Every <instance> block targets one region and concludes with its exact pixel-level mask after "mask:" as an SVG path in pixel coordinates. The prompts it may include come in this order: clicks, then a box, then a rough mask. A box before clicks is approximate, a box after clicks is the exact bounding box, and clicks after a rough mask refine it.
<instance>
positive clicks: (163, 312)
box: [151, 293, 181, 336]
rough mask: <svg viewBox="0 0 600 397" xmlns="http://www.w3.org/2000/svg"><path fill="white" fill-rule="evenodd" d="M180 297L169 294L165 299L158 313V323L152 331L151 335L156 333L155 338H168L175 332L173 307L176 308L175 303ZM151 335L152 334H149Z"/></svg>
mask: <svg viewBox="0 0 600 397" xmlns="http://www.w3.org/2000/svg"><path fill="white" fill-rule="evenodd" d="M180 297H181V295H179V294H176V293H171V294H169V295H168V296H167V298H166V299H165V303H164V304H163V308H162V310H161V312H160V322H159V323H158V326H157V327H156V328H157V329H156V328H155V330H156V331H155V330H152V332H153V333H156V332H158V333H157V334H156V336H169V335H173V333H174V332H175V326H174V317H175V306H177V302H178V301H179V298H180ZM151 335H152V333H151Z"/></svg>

****

• What needs to be done
Lines above that contain the string "clicks" make up the answer.

• Completed task
Every <instance> block targets one region and concludes with its exact pixel-level mask after "mask:" as an SVG path in pixel coordinates. The prompts it may include come in this order: clicks, then a box, then a rough mask. A box before clicks is approximate, a box after clicks is the exact bounding box, and clicks after a rough mask refine it.
positive clicks: (163, 312)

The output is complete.